━━━ Listed records ━━━

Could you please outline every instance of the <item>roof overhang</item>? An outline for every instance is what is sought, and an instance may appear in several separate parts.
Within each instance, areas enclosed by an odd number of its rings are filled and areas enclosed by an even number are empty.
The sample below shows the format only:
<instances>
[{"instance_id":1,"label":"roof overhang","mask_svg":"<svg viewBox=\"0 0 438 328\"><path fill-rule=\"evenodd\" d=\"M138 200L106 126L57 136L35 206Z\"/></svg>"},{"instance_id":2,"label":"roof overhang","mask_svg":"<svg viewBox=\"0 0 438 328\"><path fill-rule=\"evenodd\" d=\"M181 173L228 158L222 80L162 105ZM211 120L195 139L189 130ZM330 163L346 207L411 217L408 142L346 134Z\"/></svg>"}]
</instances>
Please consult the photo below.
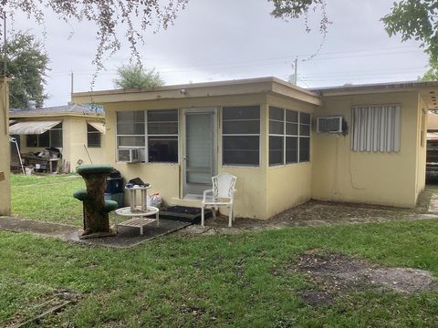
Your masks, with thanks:
<instances>
[{"instance_id":1,"label":"roof overhang","mask_svg":"<svg viewBox=\"0 0 438 328\"><path fill-rule=\"evenodd\" d=\"M276 77L248 78L231 81L195 83L159 87L116 89L72 94L75 103L108 104L127 101L205 98L253 94L272 94L321 106L314 92L291 85Z\"/></svg>"},{"instance_id":2,"label":"roof overhang","mask_svg":"<svg viewBox=\"0 0 438 328\"><path fill-rule=\"evenodd\" d=\"M14 112L9 113L10 118L92 118L92 119L105 119L103 115L90 115L90 114L78 114L78 113L30 113L30 114L14 114Z\"/></svg>"},{"instance_id":3,"label":"roof overhang","mask_svg":"<svg viewBox=\"0 0 438 328\"><path fill-rule=\"evenodd\" d=\"M9 127L10 135L43 134L61 123L57 121L18 122Z\"/></svg>"},{"instance_id":4,"label":"roof overhang","mask_svg":"<svg viewBox=\"0 0 438 328\"><path fill-rule=\"evenodd\" d=\"M312 88L311 90L321 97L392 92L418 92L426 104L427 109L438 110L438 81L408 81L366 85L345 85L339 87Z\"/></svg>"},{"instance_id":5,"label":"roof overhang","mask_svg":"<svg viewBox=\"0 0 438 328\"><path fill-rule=\"evenodd\" d=\"M93 121L87 121L91 127L96 128L99 132L105 134L105 124L103 122L93 122Z\"/></svg>"}]
</instances>

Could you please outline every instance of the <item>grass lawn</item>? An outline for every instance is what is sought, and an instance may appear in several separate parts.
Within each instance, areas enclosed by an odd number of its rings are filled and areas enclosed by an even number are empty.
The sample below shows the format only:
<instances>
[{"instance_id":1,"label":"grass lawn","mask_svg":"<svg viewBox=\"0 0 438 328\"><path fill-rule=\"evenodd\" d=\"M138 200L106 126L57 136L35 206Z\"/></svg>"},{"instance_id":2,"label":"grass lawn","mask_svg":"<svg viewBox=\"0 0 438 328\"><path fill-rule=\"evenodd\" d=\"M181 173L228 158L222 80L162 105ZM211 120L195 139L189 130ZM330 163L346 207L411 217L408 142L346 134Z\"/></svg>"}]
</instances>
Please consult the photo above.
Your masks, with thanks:
<instances>
[{"instance_id":1,"label":"grass lawn","mask_svg":"<svg viewBox=\"0 0 438 328\"><path fill-rule=\"evenodd\" d=\"M82 203L73 191L85 189L77 175L11 175L12 213L25 219L82 224Z\"/></svg>"},{"instance_id":2,"label":"grass lawn","mask_svg":"<svg viewBox=\"0 0 438 328\"><path fill-rule=\"evenodd\" d=\"M50 179L64 192L66 178ZM72 181L80 188L79 179ZM16 177L13 184L14 193L26 185ZM31 316L53 292L67 289L78 292L79 301L43 326L436 327L438 292L351 292L312 307L298 295L309 282L291 265L303 251L321 249L436 277L437 245L438 220L173 234L128 250L0 231L0 326Z\"/></svg>"}]
</instances>

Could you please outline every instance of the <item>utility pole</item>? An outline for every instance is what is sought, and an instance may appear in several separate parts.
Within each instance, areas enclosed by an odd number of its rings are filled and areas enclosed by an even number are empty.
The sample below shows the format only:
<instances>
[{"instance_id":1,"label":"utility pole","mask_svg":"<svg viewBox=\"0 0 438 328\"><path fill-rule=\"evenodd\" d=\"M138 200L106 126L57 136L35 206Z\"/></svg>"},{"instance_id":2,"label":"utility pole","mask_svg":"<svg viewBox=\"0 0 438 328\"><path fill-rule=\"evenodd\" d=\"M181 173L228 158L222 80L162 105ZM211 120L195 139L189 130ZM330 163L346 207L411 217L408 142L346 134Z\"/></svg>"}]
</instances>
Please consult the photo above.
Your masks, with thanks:
<instances>
[{"instance_id":1,"label":"utility pole","mask_svg":"<svg viewBox=\"0 0 438 328\"><path fill-rule=\"evenodd\" d=\"M70 93L72 95L73 94L73 71L71 71L70 77L71 77L71 79L70 79ZM71 97L71 95L70 95L70 97Z\"/></svg>"},{"instance_id":2,"label":"utility pole","mask_svg":"<svg viewBox=\"0 0 438 328\"><path fill-rule=\"evenodd\" d=\"M7 55L6 55L6 12L3 12L3 75L6 76L6 69L7 69Z\"/></svg>"},{"instance_id":3,"label":"utility pole","mask_svg":"<svg viewBox=\"0 0 438 328\"><path fill-rule=\"evenodd\" d=\"M294 73L294 85L297 86L298 82L298 57L295 57L295 64L294 64L295 73Z\"/></svg>"}]
</instances>

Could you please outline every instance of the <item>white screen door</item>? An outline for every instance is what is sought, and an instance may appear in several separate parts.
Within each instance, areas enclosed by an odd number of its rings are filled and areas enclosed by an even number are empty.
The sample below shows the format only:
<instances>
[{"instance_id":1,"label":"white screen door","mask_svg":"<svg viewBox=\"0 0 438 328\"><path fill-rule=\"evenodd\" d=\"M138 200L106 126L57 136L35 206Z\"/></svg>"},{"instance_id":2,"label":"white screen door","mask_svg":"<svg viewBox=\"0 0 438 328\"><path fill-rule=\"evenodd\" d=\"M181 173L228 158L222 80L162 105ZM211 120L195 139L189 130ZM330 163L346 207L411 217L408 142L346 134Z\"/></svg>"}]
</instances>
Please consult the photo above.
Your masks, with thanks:
<instances>
[{"instance_id":1,"label":"white screen door","mask_svg":"<svg viewBox=\"0 0 438 328\"><path fill-rule=\"evenodd\" d=\"M214 108L185 113L184 197L211 189L216 171Z\"/></svg>"}]
</instances>

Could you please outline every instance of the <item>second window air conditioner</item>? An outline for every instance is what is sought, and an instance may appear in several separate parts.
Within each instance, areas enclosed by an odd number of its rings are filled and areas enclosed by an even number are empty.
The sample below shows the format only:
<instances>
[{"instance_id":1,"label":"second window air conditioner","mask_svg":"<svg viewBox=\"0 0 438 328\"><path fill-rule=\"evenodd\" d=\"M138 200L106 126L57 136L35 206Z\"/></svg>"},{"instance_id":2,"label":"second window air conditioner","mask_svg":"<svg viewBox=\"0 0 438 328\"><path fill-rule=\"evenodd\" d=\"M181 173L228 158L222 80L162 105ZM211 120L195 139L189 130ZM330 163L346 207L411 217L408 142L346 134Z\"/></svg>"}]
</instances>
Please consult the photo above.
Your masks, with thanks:
<instances>
[{"instance_id":1,"label":"second window air conditioner","mask_svg":"<svg viewBox=\"0 0 438 328\"><path fill-rule=\"evenodd\" d=\"M342 133L342 117L320 117L317 118L318 133Z\"/></svg>"}]
</instances>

━━━

◆ The request
Pick out and copy every line of the data above that contains the word "item". Treat uppercase and lowercase as different.

◆ Written response
Could you please outline every instance of the <item>roof overhang</item>? An outline for every instance is what is sought, and an instance may appear in several separate parts.
Could you please outline every instance of the <item>grass lawn</item>? An outline for every instance is what is sought, and an instance may appear in several separate parts.
Could you please outline every instance of the <item>utility pole</item>? An outline for every instance is what is sought, and an instance may appear in several separate parts.
Could you please outline every instance of the <item>white screen door</item>? An outline for every instance is what is sought, and an instance may appear in several separate parts.
Could you please outline every instance of the <item>second window air conditioner</item>? An outline for every instance is what is sought, and an instance may appear in several separate parts.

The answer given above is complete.